_PROMPT_
Copy out the part of the material that begins with the line containing "negative clicks: (227, 300)" and continues to the end of the material, with both ends included.

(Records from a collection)
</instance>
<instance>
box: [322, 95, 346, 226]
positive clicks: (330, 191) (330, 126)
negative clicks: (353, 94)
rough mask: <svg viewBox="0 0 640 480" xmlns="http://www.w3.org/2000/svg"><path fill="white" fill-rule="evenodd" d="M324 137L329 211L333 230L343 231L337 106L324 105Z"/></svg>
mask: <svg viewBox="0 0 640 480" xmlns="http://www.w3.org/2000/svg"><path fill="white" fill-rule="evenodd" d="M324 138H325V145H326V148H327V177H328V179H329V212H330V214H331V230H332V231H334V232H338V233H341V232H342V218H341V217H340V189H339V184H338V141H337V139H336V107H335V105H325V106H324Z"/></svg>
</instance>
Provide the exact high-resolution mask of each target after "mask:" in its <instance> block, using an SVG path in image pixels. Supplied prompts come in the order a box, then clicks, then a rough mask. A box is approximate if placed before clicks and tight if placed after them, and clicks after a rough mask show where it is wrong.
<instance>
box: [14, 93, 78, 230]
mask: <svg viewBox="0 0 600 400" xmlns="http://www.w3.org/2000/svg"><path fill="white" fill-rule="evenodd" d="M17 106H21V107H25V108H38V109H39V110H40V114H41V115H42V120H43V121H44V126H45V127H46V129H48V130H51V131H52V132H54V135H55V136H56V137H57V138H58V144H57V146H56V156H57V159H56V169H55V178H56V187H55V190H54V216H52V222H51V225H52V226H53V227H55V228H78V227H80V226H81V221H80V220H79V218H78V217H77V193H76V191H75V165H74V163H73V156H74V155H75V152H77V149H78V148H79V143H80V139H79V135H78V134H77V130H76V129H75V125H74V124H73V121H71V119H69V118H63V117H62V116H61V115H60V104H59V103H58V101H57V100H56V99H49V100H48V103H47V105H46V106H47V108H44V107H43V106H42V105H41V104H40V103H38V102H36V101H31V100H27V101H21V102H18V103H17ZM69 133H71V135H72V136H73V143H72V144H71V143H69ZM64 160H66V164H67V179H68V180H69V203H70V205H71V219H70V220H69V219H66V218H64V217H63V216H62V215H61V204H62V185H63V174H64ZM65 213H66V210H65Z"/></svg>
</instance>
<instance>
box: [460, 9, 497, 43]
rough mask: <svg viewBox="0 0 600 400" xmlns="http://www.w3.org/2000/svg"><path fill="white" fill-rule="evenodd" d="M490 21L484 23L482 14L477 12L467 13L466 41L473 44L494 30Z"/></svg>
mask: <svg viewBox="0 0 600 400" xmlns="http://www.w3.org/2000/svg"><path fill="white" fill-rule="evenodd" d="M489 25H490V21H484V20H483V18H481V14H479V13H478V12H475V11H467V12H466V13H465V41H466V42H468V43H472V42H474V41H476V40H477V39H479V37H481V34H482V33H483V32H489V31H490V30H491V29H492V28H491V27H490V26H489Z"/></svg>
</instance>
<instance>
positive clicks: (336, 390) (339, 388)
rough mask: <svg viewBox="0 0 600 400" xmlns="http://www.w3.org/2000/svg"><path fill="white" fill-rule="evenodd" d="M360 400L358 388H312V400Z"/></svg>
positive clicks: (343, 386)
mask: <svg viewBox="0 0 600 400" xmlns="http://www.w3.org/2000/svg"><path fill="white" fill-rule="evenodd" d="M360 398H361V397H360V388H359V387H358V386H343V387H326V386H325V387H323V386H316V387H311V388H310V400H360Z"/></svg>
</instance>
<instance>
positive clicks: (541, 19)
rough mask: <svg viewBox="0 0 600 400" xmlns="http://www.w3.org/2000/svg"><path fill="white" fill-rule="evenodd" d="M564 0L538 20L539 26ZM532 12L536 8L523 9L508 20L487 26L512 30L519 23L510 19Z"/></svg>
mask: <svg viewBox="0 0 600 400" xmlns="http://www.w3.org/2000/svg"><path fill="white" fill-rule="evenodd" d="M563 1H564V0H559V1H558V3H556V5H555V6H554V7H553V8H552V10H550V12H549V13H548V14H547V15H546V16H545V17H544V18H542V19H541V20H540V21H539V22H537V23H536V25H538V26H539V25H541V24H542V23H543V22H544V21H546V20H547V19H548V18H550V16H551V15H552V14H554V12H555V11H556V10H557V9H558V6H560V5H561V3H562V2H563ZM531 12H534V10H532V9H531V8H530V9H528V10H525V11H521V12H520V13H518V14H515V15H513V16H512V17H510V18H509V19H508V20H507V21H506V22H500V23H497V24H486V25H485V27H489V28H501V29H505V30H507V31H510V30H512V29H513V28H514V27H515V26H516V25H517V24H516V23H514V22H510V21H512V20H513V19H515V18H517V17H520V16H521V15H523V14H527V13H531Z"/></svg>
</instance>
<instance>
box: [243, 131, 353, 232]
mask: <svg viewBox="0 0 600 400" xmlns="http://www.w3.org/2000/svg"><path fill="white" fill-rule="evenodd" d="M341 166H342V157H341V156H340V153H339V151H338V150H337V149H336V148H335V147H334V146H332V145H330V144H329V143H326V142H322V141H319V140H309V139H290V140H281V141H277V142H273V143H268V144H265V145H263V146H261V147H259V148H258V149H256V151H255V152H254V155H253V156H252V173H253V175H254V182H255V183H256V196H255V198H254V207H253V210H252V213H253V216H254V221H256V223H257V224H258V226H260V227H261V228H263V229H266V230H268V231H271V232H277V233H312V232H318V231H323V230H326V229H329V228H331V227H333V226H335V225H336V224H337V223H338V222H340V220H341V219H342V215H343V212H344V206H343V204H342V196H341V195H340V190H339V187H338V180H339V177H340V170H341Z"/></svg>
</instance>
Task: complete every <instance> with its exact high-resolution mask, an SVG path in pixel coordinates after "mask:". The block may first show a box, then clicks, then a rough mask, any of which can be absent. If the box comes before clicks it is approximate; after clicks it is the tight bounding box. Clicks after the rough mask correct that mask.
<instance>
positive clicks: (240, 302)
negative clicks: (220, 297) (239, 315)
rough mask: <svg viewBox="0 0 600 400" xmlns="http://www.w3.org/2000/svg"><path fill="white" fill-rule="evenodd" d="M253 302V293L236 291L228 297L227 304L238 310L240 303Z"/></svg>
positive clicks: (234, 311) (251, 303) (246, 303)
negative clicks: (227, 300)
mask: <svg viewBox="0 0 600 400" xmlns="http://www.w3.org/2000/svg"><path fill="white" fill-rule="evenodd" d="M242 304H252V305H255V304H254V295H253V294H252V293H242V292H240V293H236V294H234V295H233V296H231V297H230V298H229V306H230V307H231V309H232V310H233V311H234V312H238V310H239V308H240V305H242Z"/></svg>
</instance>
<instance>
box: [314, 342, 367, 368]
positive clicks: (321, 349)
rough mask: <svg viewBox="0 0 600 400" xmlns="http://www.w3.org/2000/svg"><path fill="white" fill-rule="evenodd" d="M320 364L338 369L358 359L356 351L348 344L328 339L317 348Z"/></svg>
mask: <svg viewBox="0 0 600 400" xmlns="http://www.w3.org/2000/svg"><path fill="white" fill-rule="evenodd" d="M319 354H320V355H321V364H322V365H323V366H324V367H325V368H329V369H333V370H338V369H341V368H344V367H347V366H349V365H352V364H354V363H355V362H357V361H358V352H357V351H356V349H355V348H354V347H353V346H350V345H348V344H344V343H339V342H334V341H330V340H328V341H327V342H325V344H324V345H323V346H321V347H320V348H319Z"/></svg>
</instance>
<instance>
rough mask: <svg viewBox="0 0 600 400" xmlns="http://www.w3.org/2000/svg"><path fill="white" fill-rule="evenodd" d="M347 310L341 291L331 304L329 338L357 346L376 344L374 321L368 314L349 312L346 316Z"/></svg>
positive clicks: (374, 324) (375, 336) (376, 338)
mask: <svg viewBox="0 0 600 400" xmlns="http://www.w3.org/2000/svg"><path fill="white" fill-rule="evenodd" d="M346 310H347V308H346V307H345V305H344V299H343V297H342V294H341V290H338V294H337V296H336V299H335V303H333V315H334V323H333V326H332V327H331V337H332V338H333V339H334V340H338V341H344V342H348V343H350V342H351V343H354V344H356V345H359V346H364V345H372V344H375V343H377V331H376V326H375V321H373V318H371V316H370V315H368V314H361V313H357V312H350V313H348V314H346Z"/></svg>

_TASK SOLUTION_
negative clicks: (227, 300)
mask: <svg viewBox="0 0 600 400" xmlns="http://www.w3.org/2000/svg"><path fill="white" fill-rule="evenodd" d="M242 304H252V305H255V304H254V295H253V294H252V293H242V292H240V293H236V294H234V295H233V296H231V297H230V298H229V306H230V307H231V309H232V310H233V311H234V312H238V310H239V308H240V305H242Z"/></svg>
</instance>
<instance>
box: [314, 342, 367, 368]
positive clicks: (321, 349)
rough mask: <svg viewBox="0 0 600 400" xmlns="http://www.w3.org/2000/svg"><path fill="white" fill-rule="evenodd" d="M320 364L338 369L358 359L356 351L348 344L328 339L317 348Z"/></svg>
mask: <svg viewBox="0 0 600 400" xmlns="http://www.w3.org/2000/svg"><path fill="white" fill-rule="evenodd" d="M319 354H320V355H321V364H322V365H323V366H324V367H325V368H329V369H333V370H338V369H341V368H344V367H347V366H349V365H352V364H354V363H355V362H357V361H358V352H357V351H356V349H355V348H354V347H353V346H350V345H348V344H344V343H339V342H334V341H330V340H328V341H327V342H325V344H324V345H323V346H321V347H320V348H319Z"/></svg>
</instance>
<instance>
rough mask: <svg viewBox="0 0 600 400" xmlns="http://www.w3.org/2000/svg"><path fill="white" fill-rule="evenodd" d="M347 310L341 291L331 304L329 338L357 346L376 344L374 321L368 314L349 312L346 316Z"/></svg>
positive clicks: (374, 324) (375, 336) (376, 338)
mask: <svg viewBox="0 0 600 400" xmlns="http://www.w3.org/2000/svg"><path fill="white" fill-rule="evenodd" d="M346 310H347V308H346V307H345V305H344V299H343V297H342V294H341V290H338V294H337V296H336V299H335V303H333V315H334V323H333V326H332V327H331V337H332V338H333V339H334V340H338V341H344V342H348V343H350V342H351V343H354V344H356V345H359V346H364V345H372V344H375V343H377V331H376V326H375V321H373V318H371V316H370V315H368V314H361V313H357V312H350V313H348V314H346Z"/></svg>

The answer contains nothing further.